## Exercise brief
Top to bottom, give the entries again exactly as written.

____ Information given

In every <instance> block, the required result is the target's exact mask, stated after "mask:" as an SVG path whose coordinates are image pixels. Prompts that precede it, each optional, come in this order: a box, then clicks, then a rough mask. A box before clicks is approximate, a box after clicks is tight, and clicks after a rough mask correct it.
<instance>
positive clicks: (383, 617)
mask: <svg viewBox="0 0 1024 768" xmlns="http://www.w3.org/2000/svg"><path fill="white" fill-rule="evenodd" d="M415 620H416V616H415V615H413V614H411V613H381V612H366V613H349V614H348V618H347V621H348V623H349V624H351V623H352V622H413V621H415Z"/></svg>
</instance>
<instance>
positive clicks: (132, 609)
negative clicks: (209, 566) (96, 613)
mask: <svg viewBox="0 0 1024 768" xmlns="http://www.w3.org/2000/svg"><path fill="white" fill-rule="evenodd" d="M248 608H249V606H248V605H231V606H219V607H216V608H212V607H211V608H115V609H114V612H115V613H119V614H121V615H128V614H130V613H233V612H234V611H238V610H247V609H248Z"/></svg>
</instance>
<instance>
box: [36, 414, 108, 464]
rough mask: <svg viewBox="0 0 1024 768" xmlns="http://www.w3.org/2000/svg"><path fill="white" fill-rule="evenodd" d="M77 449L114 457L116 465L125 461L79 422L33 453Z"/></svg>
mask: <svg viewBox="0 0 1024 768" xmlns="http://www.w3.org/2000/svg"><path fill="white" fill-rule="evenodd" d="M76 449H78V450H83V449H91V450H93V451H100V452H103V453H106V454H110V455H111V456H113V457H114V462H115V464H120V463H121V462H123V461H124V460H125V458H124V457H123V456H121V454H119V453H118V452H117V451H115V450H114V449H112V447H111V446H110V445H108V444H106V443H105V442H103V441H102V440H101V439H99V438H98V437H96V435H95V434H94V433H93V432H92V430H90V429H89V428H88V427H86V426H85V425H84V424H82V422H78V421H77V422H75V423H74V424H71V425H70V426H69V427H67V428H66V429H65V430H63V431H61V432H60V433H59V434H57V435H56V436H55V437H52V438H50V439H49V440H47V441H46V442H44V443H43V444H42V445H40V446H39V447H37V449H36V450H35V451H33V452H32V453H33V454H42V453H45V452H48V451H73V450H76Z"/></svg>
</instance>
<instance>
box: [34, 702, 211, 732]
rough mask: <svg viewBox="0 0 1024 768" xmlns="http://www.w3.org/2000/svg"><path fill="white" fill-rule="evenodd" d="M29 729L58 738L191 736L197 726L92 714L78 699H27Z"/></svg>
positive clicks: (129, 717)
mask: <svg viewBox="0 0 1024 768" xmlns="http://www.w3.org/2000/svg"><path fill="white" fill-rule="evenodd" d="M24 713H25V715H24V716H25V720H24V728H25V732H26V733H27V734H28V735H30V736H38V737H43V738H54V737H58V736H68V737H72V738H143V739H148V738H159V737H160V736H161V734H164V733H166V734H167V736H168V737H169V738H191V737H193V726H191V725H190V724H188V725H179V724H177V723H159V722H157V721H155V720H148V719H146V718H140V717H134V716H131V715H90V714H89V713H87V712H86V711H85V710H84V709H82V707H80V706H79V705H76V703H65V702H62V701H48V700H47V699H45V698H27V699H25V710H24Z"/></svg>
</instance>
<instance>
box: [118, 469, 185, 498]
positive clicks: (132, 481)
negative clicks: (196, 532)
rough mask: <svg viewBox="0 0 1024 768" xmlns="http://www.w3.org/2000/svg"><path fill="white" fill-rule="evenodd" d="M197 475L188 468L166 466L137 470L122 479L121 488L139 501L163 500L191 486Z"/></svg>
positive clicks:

________

## Solution
In every <instance> block, the required result is the target's exact mask, stated after "mask:" as an SVG path whose coordinates are image pixels. Prompts that precede it, each optional, come in this order: a box, then clicks, then a rough mask. A box before clicks is approximate, a box after clicks is tight, and clicks after a rough mask correct it.
<instance>
positive clicks: (383, 617)
mask: <svg viewBox="0 0 1024 768" xmlns="http://www.w3.org/2000/svg"><path fill="white" fill-rule="evenodd" d="M415 620H416V616H415V615H413V614H411V613H381V612H366V613H349V614H348V618H347V621H348V623H349V624H351V623H352V622H413V621H415Z"/></svg>
</instance>
<instance>
positive clicks: (132, 609)
negative clicks: (209, 566) (96, 613)
mask: <svg viewBox="0 0 1024 768" xmlns="http://www.w3.org/2000/svg"><path fill="white" fill-rule="evenodd" d="M248 608H249V606H248V605H231V606H219V607H216V608H212V607H211V608H115V609H114V612H115V613H119V614H121V615H128V614H130V613H233V612H234V611H238V610H247V609H248Z"/></svg>
</instance>
<instance>
box: [36, 414, 108, 464]
rough mask: <svg viewBox="0 0 1024 768" xmlns="http://www.w3.org/2000/svg"><path fill="white" fill-rule="evenodd" d="M77 449L114 457L116 465L125 461L79 422L33 453Z"/></svg>
mask: <svg viewBox="0 0 1024 768" xmlns="http://www.w3.org/2000/svg"><path fill="white" fill-rule="evenodd" d="M76 449H78V450H83V449H91V450H93V451H100V452H103V453H106V454H110V455H111V456H113V457H114V462H115V464H120V463H121V462H123V461H124V460H125V458H124V457H123V456H121V454H119V453H118V452H117V451H115V450H114V449H112V447H111V446H110V445H108V444H106V443H105V442H103V441H102V440H101V439H99V438H98V437H96V435H95V434H94V433H93V432H92V430H90V429H89V428H88V427H86V426H85V425H84V424H82V422H78V421H77V422H75V423H74V424H71V425H70V426H69V427H67V428H66V429H65V430H63V431H61V432H60V433H59V434H57V435H56V436H55V437H52V438H50V439H49V440H47V441H46V442H44V443H43V444H42V445H40V446H39V447H37V449H36V450H35V451H33V452H32V453H33V454H42V453H45V452H48V451H73V450H76Z"/></svg>
</instance>
<instance>
box: [34, 702, 211, 732]
rough mask: <svg viewBox="0 0 1024 768" xmlns="http://www.w3.org/2000/svg"><path fill="white" fill-rule="evenodd" d="M29 729L58 738L191 736L197 726L92 714L78 699H27Z"/></svg>
positive clicks: (129, 717)
mask: <svg viewBox="0 0 1024 768" xmlns="http://www.w3.org/2000/svg"><path fill="white" fill-rule="evenodd" d="M24 713H25V715H24V716H25V720H24V728H25V732H26V733H27V734H28V735H30V736H38V737H43V738H54V737H58V736H68V737H72V738H143V739H148V738H159V737H160V736H161V734H164V733H166V734H167V736H168V737H169V738H191V737H193V726H191V725H190V724H188V725H179V724H177V723H159V722H157V721H155V720H148V719H146V718H140V717H134V716H131V715H90V714H89V713H87V712H86V711H85V710H84V709H82V707H80V706H79V705H76V703H65V702H62V701H48V700H47V699H45V698H27V699H25V710H24Z"/></svg>
</instance>
<instance>
box: [118, 469, 185, 498]
positive clicks: (132, 481)
negative clicks: (196, 532)
rough mask: <svg viewBox="0 0 1024 768" xmlns="http://www.w3.org/2000/svg"><path fill="white" fill-rule="evenodd" d="M197 475L188 468L166 466L137 470L122 479L121 488L139 501L163 500L191 486Z"/></svg>
positive clicks:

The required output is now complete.